### REQUIRED TASK
Carry the Christmas Day account below forward from its last line, writing what comes next in the story.

### SOURCE
###

December 25, 2015: I hadn’t expected any gifts from Mom on Christmas 2015, but she surprised me, as had so many times before on our Alzheimer dementia journey.

“Would you like tea Mom?” I asked as we rolled into to the facility’s drawing room.

“No, I I I I I I I don’t like the tea,” Mom replied. Mom loved tea. We had tea every day at three. Or just about.

“Okay, how about a chocolate?” I offered.

“Nah nah nah nah nah…” she tried to decline. Mom also loved anything sweet. Always had. I chose a truffle from the box I’d purchased a few days before at the village chocaleterie, and held it inside the range of Mom’s tunnel vision. It took a few seconds for Mom to zero in on the delight, a few more for her to get her hand in its vicinity, and another few for her to grab it between her thumb and forefinger. Once she had it in her grasp, she held it there suspended, not sure what to do with it.

“Try it Mom, I think you’ll like it,” I suggested. No movement. “Take a bite Mom,” I encouraged. “Taste it.” I smiled as she finally responded to the cues, lifted the little piece of heaven to her mouth, and bit into it.

“How is it Mom?” No answer. Mom chewed, and then swallowed while crossing and uncrossing her legs. Crossing and uncrossing. Crossing and uncrossing. I willed myself not to allow the crossing and uncrossing, crossing and uncrossing, and the hand fluttering to affect me. It was like Mom was a marionette who danced while sitting and playing an invisible piano at the whim of an unseen puppeteer.

It’s not her fault. It’s not her fault. Thank you for the patience I have learned these past five years. Thank you, thank you, thank you for the patience.

I’m not religious, as Mom had been, but I am most definitely grateful. And it was Christmas Day after all. I reminded myself to breathe. Breathe in. Slowly. Breathe out. Slowly. Breathe in. Slowly. Breathe out.

“I don’t know wh wh wh wh wh wh wh wh….” Mom stopped in mid “what” and closed her mouth. I noticed again how the shape of her jaw had morphed into that of an infant with the top lip more pronounced and the chin receding.

“You don’t know what Mom?”

###

### INFORMATION GIVEN

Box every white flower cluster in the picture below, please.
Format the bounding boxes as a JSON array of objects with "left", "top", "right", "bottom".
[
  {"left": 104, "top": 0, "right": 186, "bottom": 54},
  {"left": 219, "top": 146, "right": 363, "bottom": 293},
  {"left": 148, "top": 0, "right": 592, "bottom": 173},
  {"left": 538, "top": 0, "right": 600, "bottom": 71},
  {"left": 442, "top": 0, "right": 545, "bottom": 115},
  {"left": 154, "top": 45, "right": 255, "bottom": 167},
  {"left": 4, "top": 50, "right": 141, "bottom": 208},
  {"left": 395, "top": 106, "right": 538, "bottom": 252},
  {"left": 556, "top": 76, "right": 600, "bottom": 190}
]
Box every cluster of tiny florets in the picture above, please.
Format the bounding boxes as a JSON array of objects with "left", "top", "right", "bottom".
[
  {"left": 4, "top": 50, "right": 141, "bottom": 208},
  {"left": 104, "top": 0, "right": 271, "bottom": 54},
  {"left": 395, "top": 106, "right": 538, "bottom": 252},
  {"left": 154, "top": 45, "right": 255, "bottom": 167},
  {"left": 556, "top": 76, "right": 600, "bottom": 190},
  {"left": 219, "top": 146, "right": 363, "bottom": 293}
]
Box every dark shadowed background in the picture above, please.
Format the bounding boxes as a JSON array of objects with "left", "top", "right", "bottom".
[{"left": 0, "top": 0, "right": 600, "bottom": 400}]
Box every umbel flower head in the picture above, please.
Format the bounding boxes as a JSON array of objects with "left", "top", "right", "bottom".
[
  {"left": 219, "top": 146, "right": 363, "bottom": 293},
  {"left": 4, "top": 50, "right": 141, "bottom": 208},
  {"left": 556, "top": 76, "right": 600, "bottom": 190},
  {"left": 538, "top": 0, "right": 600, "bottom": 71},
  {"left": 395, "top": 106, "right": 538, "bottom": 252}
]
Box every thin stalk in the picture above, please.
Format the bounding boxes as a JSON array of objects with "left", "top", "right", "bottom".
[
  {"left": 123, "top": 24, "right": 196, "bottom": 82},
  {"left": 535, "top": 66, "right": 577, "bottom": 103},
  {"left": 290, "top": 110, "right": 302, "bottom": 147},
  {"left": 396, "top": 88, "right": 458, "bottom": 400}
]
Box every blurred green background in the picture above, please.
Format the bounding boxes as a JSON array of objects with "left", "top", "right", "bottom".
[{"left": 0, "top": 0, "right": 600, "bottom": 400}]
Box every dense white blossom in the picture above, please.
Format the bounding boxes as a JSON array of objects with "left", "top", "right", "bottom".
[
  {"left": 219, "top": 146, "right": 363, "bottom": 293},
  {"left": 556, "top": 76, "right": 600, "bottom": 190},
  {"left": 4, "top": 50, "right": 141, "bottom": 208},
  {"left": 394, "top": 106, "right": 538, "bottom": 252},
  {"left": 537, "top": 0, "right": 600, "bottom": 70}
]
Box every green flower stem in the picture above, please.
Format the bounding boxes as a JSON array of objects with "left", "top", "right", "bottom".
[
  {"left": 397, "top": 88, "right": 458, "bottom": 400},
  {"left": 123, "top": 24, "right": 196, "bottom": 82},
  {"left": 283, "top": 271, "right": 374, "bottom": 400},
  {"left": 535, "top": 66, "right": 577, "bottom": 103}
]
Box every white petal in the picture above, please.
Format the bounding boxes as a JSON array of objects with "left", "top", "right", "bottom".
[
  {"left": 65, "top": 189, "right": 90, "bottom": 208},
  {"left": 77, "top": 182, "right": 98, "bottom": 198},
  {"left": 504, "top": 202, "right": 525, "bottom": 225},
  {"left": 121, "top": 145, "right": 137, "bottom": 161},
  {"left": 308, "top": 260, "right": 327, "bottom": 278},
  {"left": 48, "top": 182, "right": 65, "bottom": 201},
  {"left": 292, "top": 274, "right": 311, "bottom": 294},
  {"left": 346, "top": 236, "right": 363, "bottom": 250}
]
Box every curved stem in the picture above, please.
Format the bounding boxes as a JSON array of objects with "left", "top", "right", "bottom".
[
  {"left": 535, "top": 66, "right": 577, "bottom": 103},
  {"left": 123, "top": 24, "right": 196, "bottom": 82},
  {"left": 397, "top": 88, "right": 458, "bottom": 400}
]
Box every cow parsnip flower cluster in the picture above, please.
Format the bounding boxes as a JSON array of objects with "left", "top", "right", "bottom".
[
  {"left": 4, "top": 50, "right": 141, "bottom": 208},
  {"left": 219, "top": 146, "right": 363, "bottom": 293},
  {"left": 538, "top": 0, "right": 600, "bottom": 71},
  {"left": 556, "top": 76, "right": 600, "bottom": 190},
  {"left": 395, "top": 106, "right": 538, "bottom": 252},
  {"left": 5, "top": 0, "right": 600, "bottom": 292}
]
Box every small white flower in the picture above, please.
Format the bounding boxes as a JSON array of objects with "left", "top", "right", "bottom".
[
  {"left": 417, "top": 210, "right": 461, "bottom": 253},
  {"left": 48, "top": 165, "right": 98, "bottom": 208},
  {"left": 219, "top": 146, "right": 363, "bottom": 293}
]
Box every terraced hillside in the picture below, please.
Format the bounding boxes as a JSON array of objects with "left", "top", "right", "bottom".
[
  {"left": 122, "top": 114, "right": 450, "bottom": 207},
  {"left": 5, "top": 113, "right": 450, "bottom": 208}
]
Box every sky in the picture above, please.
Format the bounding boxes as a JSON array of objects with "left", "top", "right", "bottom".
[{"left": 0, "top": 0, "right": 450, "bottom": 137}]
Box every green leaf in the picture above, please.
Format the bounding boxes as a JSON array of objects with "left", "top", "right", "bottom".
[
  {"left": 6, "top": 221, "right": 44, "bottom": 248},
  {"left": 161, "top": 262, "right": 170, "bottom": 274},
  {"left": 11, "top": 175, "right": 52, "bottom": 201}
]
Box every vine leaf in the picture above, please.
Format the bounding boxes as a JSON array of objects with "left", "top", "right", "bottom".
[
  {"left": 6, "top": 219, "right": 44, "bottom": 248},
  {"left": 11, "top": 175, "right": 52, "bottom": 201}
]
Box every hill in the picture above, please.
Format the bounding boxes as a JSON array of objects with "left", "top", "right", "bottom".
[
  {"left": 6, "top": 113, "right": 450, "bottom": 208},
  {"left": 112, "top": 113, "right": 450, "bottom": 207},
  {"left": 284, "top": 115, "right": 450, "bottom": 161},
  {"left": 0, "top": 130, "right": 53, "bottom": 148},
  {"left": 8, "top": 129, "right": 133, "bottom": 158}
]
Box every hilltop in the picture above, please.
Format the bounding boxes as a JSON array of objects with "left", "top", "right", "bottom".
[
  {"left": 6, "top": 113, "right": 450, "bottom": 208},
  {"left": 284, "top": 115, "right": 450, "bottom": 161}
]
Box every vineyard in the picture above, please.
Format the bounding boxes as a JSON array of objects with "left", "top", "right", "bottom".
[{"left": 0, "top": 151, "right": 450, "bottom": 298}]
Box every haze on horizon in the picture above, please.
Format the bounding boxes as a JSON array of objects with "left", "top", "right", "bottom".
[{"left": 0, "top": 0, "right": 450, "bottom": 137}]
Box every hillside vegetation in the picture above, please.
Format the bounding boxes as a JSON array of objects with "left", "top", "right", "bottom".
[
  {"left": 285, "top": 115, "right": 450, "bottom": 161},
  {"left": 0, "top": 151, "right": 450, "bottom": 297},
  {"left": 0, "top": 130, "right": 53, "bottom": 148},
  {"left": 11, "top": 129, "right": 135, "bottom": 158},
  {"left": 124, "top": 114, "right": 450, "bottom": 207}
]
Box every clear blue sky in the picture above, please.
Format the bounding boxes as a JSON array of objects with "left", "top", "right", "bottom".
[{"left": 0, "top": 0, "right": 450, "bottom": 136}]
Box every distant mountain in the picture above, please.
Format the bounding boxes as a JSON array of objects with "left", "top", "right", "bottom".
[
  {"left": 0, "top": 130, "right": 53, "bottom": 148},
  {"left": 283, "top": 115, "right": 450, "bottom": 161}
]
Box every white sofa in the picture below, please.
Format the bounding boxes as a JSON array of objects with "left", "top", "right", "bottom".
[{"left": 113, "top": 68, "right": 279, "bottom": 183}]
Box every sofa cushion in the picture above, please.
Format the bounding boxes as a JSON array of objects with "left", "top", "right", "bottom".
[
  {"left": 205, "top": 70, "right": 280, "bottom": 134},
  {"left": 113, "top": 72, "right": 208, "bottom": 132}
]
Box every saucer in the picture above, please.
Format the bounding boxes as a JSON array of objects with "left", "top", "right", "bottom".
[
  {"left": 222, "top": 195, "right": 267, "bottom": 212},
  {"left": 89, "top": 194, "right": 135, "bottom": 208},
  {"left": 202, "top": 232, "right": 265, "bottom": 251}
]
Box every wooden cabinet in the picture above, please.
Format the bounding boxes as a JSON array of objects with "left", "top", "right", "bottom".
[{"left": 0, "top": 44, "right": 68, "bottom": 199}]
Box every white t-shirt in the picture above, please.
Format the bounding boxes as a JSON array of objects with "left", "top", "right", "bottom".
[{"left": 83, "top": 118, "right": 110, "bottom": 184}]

###

### RESULT FOR THIS TASK
“I don’t know wh wh wh wh wh wh wh wh.” Silence. We sat face-to-face: I on the edge of an armchair, she in the annoying and dubious safety of the wheelchair’s bells and whistles. Our knees touched. So did our hearts and souls.

I waited as Mom processed; she was agitated. I saw it in the set of her mouth, the line of her cheek, the look in her eyes. She had something important she wanted to say, but dementia barriers were blocking the way. She clapped her hands in frustration at the ends of unfinished sentences, percussing words she was unable to speak. I wished I could decipher Mom’s Morse-like code in the moment as I had on many previous occasions. It would make things so much easier. But it wasn’t to be; I was left to divining.

“You don’t know what Mom?” I repeated my question.

“I don’t know. I don’t know what I don’t know,” she replied, hands fluttering like mad. When everything was going nowhere, music always helped.

“How about we sing a song Mom?”

“Well, I don’t know.”

“How about Jingle Bells?” I suggested despite the heartbreaking lack of snow outside. I began to sing out of key.

Jingle bells, jingle bells, jingle all the way. Oh what fun it is to ride–”

“In a one-horse open sleigh!” Mom chimed in.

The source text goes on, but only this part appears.